→ 指示:
原文の「この物語、まばたきをすることさえ忘れて」から「全てをきれいにまとめすぎている。」までの部分を、一字も変えずに書き出してください。

美醜を超える真実
➡鬼谷子-聖なる謀-
2年という歳月をかけて脚本を書いたらしく、
とにかくすごい!
時代は、2000年以上も前の中国戦国時代・・・
七国が群雄割拠する時代、
秦が中国を統一する時代より
さらに100年早い時代だ。
この物語、まばたきをすることさえ忘れて
画面に見入る時が多い。
日本のドラマはもちろん
大河ドラマで描かれる「人生」が
ちっぽけに見えてしまうほど
各人の壮絶な人生が描かれている。

日本のドラマが描けなくなったのは、
このまばたきをも許さない壮絶さだ。
そして、これだけの数の名優をそろえることはもう無理だろう。
とにかく日本のドラマは
全てをきれいにまとめすぎている。
きれい事なのだ。
きれい事とはすなわち
嘘っぱちに見えるということだ。

→ 抽出データ:
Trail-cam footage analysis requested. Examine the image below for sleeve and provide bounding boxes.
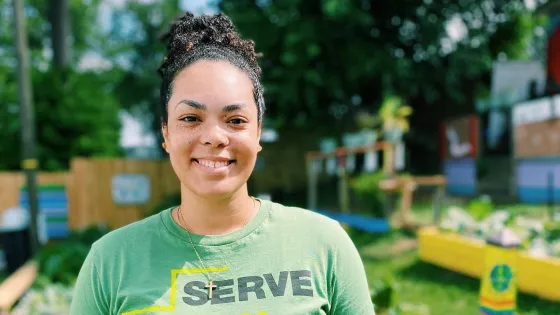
[329,224,375,315]
[70,247,111,315]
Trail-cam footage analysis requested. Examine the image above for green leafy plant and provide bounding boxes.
[146,192,181,217]
[35,226,109,288]
[467,196,494,221]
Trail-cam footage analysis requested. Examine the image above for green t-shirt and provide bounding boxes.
[71,200,374,315]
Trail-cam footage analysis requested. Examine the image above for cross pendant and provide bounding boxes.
[204,280,218,300]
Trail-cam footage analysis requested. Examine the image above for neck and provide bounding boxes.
[176,185,260,235]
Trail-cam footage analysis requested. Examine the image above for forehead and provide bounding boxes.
[169,60,254,106]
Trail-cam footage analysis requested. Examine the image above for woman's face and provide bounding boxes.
[162,60,261,198]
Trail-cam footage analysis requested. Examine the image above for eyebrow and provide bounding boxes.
[175,100,247,113]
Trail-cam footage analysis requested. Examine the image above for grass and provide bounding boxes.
[349,202,560,315]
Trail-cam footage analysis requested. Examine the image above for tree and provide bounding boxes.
[105,0,182,151]
[219,0,535,173]
[0,0,121,171]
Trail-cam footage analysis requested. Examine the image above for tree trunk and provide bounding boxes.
[49,0,70,68]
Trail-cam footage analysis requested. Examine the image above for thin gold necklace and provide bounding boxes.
[177,197,256,300]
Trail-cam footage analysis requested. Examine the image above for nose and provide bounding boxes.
[200,124,229,148]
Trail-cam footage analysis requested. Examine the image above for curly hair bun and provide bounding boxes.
[158,12,265,123]
[163,12,261,76]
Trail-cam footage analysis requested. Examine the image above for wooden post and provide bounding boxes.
[337,151,350,213]
[383,142,395,177]
[13,0,39,254]
[307,157,317,210]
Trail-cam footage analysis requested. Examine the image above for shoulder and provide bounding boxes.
[88,209,169,256]
[269,201,347,241]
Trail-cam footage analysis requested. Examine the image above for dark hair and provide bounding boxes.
[158,12,265,124]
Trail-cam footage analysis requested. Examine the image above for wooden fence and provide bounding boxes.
[0,172,70,218]
[68,159,180,229]
[0,159,180,230]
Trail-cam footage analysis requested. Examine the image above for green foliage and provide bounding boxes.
[35,226,109,287]
[0,70,122,171]
[350,171,386,217]
[146,192,181,216]
[467,196,494,221]
[219,0,537,136]
[370,277,398,313]
[544,222,560,243]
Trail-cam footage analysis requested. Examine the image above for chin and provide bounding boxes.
[187,181,243,199]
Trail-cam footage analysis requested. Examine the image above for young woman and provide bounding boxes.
[72,13,374,315]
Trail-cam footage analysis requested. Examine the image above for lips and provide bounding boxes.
[193,159,235,168]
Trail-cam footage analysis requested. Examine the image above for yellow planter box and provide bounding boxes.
[418,227,560,301]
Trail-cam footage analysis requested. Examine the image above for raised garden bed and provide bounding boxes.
[419,227,560,301]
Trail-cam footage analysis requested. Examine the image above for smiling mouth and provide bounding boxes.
[192,159,235,168]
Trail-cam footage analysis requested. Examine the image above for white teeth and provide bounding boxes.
[198,160,228,168]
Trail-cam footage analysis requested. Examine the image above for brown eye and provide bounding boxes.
[229,118,246,125]
[181,116,199,122]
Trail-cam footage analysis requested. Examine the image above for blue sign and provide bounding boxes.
[111,174,151,205]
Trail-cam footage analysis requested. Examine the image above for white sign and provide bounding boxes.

→ 完成解答:
この物語、まばたきをすることさえ忘れて
画面に見入る時が多い。
日本のドラマはもちろん
大河ドラマで描かれる「人生」が
ちっぽけに見えてしまうほど
各人の壮絶な人生が描かれている。

日本のドラマが描けなくなったのは、
このまばたきをも許さない壮絶さだ。
そして、これだけの数の名優をそろえることはもう無理だろう。
とにかく日本のドラマは
全てをきれいにまとめすぎている。